Locate every line in the listing below that contains the word "Target" with matching case, and copy each of those lines.

Records from a point-labeling set
▼▼▼
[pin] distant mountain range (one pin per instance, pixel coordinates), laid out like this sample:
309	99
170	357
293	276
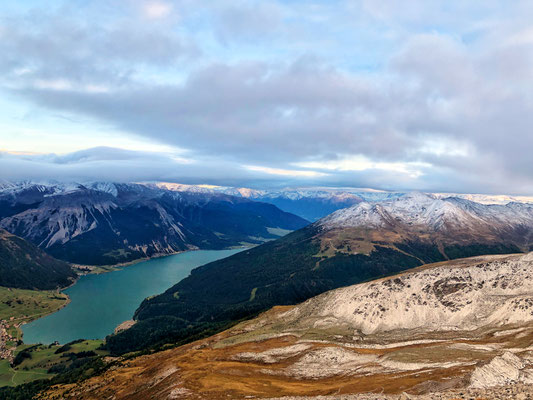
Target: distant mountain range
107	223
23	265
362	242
▲▲▲
▼▼▼
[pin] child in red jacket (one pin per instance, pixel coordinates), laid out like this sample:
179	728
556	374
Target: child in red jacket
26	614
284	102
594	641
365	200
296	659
▲▲▲
▼▼▼
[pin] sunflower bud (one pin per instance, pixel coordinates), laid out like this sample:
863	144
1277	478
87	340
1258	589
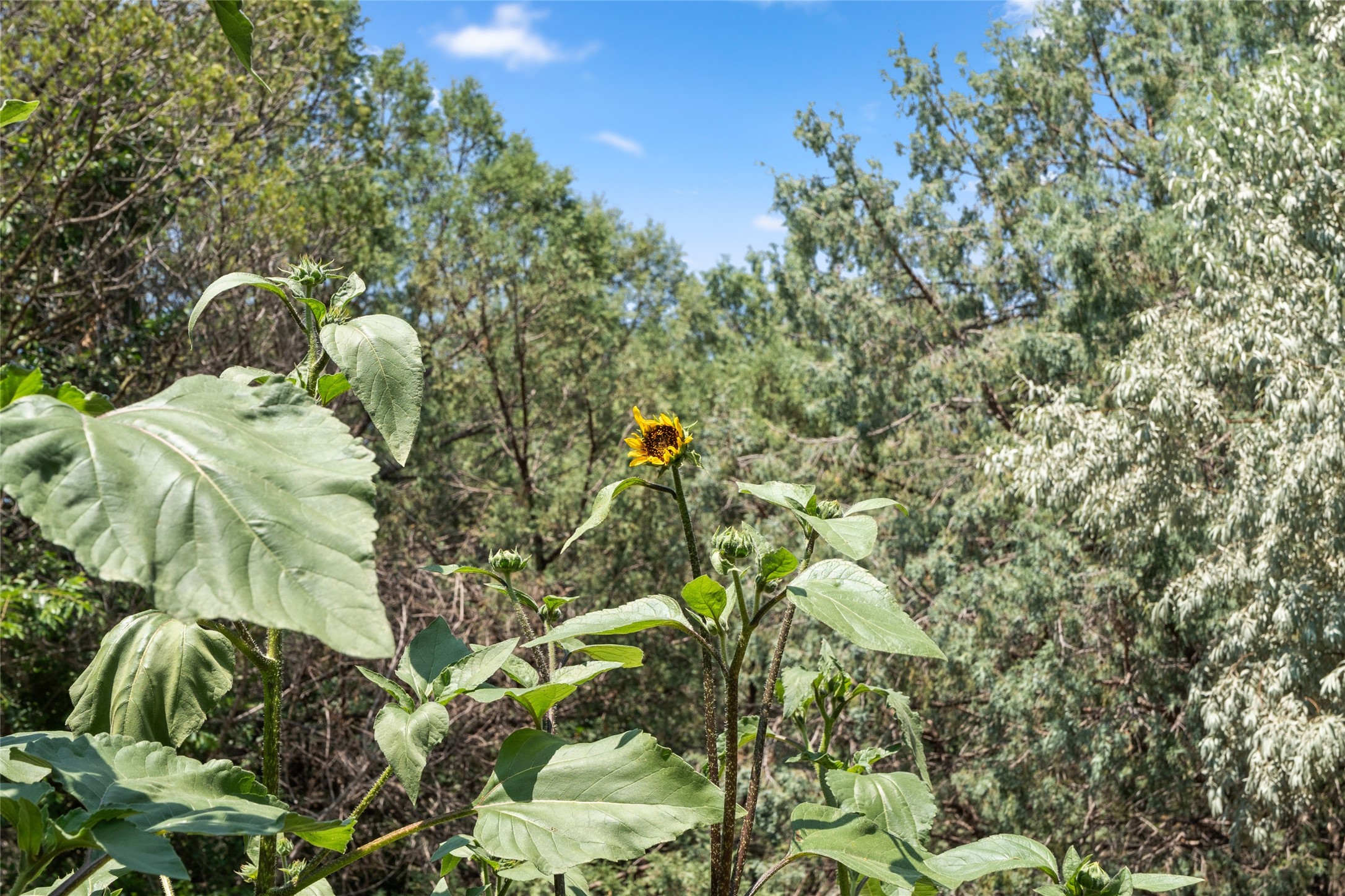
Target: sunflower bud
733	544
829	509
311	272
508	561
▲▲▲
■ **CORRECT ANSWER**
Target: distant mountain range
Target: child in red jacket
Target: sunflower bud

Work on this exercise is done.